(Stored data entries)
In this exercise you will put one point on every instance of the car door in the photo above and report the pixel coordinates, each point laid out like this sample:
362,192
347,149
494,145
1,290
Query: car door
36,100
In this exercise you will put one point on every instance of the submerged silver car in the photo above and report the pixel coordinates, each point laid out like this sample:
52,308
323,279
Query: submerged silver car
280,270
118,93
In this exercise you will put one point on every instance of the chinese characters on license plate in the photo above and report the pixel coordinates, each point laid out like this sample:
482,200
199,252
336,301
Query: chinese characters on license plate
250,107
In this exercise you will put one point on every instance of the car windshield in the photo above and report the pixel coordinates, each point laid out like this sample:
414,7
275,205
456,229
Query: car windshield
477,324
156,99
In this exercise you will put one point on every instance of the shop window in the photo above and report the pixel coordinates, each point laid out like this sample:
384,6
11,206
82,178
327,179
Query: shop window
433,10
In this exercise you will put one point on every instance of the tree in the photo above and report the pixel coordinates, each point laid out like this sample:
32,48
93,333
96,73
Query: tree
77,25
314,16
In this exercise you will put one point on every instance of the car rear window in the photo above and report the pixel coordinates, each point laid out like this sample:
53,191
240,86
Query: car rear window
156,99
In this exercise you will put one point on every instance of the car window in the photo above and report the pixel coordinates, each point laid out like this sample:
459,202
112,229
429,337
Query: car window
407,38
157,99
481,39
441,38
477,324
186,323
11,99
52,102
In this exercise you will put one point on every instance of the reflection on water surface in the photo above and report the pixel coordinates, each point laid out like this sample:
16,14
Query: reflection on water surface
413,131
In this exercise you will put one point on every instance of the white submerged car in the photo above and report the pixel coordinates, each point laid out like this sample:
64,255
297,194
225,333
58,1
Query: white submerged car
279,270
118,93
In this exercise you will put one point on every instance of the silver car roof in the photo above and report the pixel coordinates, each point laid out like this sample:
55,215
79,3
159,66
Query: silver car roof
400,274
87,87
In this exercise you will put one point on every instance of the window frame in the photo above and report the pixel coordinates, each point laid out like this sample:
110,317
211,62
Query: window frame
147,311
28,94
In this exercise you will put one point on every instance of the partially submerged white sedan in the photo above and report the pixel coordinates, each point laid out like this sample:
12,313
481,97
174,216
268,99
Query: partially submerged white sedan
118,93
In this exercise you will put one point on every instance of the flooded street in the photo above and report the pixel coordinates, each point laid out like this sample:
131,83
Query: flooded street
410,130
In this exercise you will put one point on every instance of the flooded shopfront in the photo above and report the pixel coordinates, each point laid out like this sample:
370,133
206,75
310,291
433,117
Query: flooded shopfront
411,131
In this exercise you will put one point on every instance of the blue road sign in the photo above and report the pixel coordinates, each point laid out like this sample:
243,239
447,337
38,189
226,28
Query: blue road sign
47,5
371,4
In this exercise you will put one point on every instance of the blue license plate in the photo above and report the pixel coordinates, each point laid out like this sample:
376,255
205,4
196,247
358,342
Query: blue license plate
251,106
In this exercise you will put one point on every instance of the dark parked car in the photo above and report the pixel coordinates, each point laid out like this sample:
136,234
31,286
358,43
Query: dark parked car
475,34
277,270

- [Task goal]:
Reproduce all the rows above, swapping "laid out" for "formatted" at every occurrence and keeping everything else unchanged.

- [Worked answer]:
In this exercise you will put one point on every instance of the car door in the photo above and report the pixel coordinates, each point formatted like this sample:
362,192
347,149
494,145
1,290
Query: car door
36,100
In this exercise you will put one point on every instance of the submerged silver car in the photo above and report the pixel coordinates, each point formatted like this sample:
52,308
323,279
Query: submerged silver car
280,270
118,93
In this exercise you will put one point on every instance of the chinese characters on license plate in the photo above and report the pixel coordinates, each point formatted like this sample:
482,200
199,252
336,301
Query: chinese characters on license plate
250,107
In this exercise you will put one point on every instance of the car windshield in the photo above and report the pixel coordinates, each point formatted like this sample:
414,7
275,205
456,229
Query: car windshield
477,324
156,99
In this exercise you will put one point on every instance of the shop window in the photo above and report the pixel coordinates, each point formatted like this sample:
384,6
11,206
82,178
327,179
Query: shop window
433,10
In this exercise you will put one point on every instance of the tree in the photo above and report the pixel coordinates, each point formatted like this sample:
32,48
93,333
96,73
Query: tree
77,25
314,16
In this exercise you will put one point on every instance of the car rear window in the photo above and report the pixel coordinates, each point formatted like this sample:
53,191
240,86
Query: car rear window
156,99
In this exercise you will put one point on every instance of the car window in the photo above and report the pixel coordinates, each point formatted like this sample:
459,202
112,229
429,337
Query: car window
407,38
157,99
481,39
441,38
477,324
186,323
11,99
52,102
In this exercise you will put one point on every instance of the reflection on water surface in the photo above and report the pixel coordinates, each point formatted like this sample:
16,14
Query: reflection on water surface
413,131
In this exercise you will put one point on every instance of the white submerged car in the photo above and report the pixel coordinates, each point formatted like this sample:
64,255
297,194
225,333
58,1
Query: white submerged car
279,270
118,93
In this exercise you will put one point on every instance of the silver car roof in the photo above and report the pixel coordinates, each point formatted like this sample:
55,215
79,3
159,66
Query: silver car roof
400,274
87,87
In this exercise you will put one point on every instance of the window frame in the photo above and report the pixel coordinates, each point formatted like this sample:
110,317
211,62
Query: window frame
147,311
28,94
In this exercise you will put one point on every instance of the partially submerged white sedan in the photo above and report the pixel coordinates, each point formatted like this sample:
12,313
481,97
174,216
268,99
Query: partially submerged white sedan
118,93
In this exercise you will put one point on every instance of the flooded street in the photo above and report the pixel coordinates, each point formatted like this sample:
131,83
Query: flooded street
410,130
In this exercise you will put one point on every instance of the flooded shopfront in the photo above and report the pixel coordinates, each point formatted like this sample:
370,133
206,75
310,291
433,117
Query: flooded shopfront
411,131
In this exercise you will put one point on every instance of the blue road sign in the photo above and report the pixel coordinates, each point formatted like this sample:
243,239
447,337
38,189
226,28
Query: blue road sign
47,5
371,4
In this exercise you will put one point on every instance of the blue license plate in the photo above and report the pixel coordinates, each point formatted like this sample:
376,255
205,4
196,247
358,342
Query: blue license plate
251,106
In this exercise you will put one point on every instance of the dark parked car in the photo above and report the pixel coordinates, each point formatted like this sample:
136,234
31,286
358,43
Query: dark parked car
475,34
277,270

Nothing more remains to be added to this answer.